▶ [YOUR ASSIGNMENT] Each line of the records that holds the word "pixel" should be copied out.

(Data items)
BEGIN
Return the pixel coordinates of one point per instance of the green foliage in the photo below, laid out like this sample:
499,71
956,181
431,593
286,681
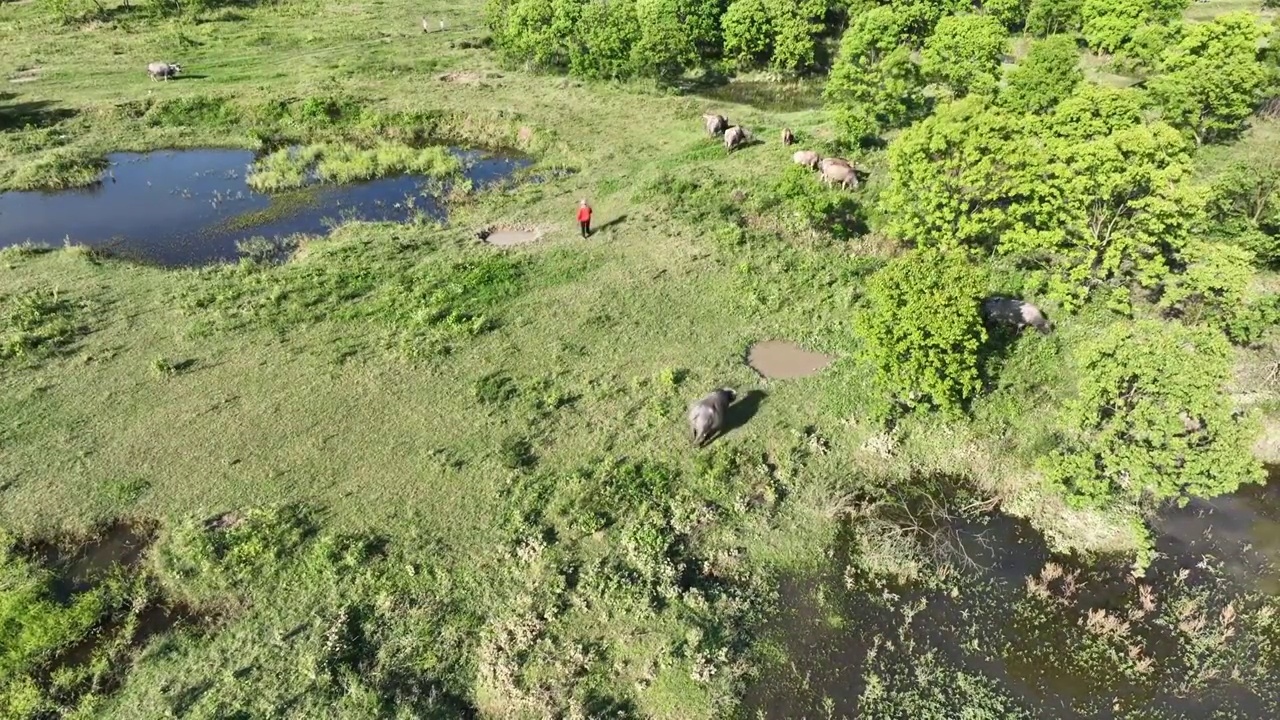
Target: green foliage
1105,212
964,54
1212,78
1054,17
1244,206
1047,74
874,85
804,204
36,324
658,39
1111,26
1151,420
295,167
1010,13
1095,112
748,28
922,328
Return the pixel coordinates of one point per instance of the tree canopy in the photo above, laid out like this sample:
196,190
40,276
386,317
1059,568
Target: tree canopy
922,327
1151,420
1211,78
964,54
1047,74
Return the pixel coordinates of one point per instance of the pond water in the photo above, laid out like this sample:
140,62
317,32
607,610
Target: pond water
1023,633
192,206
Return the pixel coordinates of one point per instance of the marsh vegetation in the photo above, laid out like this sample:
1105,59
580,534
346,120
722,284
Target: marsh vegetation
440,468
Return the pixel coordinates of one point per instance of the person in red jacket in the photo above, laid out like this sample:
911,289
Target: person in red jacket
584,218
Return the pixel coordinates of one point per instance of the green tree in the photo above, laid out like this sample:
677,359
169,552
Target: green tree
1093,112
796,26
1054,17
1244,206
666,46
1212,78
922,328
873,86
968,176
607,33
1047,74
536,32
1110,26
964,53
1151,419
1010,13
748,32
920,17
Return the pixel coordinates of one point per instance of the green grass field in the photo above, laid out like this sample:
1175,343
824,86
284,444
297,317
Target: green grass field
458,424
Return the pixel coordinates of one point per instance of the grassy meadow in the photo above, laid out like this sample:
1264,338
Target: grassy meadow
406,474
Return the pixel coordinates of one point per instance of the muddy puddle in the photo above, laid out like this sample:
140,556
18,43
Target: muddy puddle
785,360
193,206
1014,630
510,236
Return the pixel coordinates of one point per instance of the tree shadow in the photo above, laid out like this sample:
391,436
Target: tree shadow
741,411
36,113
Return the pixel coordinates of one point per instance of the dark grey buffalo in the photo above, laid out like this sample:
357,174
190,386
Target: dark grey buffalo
1016,313
707,417
163,71
736,137
716,124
END
▶ [OUTPUT FOR THIS EXERCISE]
Return the pixel coordinates of one point per instance of the green foliage in the photo below, laid out like this sample:
Return the pixel coordinates of one point per instance of the tree canopy in the photo above, laid out like this sample:
Return the pixel coordinates of one point per instance of the pond water in the photo above, laid out like this sample:
Return the pixel coordinates of one point per instance of the marsh vegetation in the photo above, laid out like this sample:
Return the pixel coordinates of one point per instance of the person in red jacket in the photo above, laid out like this sample:
Return the pixel coordinates of one point per instance of the green tree in the photo above, laid out like this sample:
Return the pixel coordinates of one point per instance of the green grass field in the photo above, laid out like this sample:
Return the pixel coordinates of one point per instance of the grassy meadow in the photo above, laid out like this sample:
Return the pixel coordinates of one point per instance of the muddy puddle in the photo above, laid out like this sample:
Return the pixel coordinates of one point per instance of the tree shadow in the photo above, laid out like this sample:
Return the pixel coordinates of one point per instance of the dark grey buffalo in the photo above, laid out like this sample:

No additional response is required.